▸ **Your instructions**
In the records below, find each line holding the word "mirror" and copy it.

** Source information follows **

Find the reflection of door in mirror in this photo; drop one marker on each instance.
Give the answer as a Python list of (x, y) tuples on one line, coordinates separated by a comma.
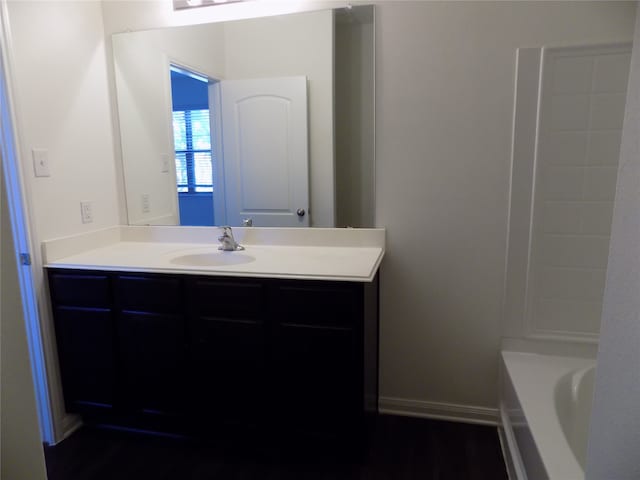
[(260, 152), (193, 146), (265, 152)]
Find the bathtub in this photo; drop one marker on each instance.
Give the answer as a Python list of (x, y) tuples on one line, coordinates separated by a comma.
[(545, 407)]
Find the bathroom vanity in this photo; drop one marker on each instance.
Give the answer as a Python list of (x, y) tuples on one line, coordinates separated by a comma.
[(149, 342)]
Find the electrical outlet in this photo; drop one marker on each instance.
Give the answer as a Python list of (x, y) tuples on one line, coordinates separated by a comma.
[(146, 203), (86, 211), (41, 162)]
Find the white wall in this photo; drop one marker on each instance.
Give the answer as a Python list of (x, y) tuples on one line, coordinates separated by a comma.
[(445, 85), (62, 105), (21, 453), (615, 421)]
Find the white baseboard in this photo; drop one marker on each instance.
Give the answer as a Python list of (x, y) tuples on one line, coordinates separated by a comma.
[(70, 423), (510, 452), (439, 411)]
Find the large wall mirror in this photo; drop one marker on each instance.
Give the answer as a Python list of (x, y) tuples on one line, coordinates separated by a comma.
[(263, 122)]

** End of Source information **

▸ **Exercise solution**
Find the reflection of door in mirror in this photo; drop one marker on each instance.
Find the large wall mirror in this photo; drop one marker on each instance.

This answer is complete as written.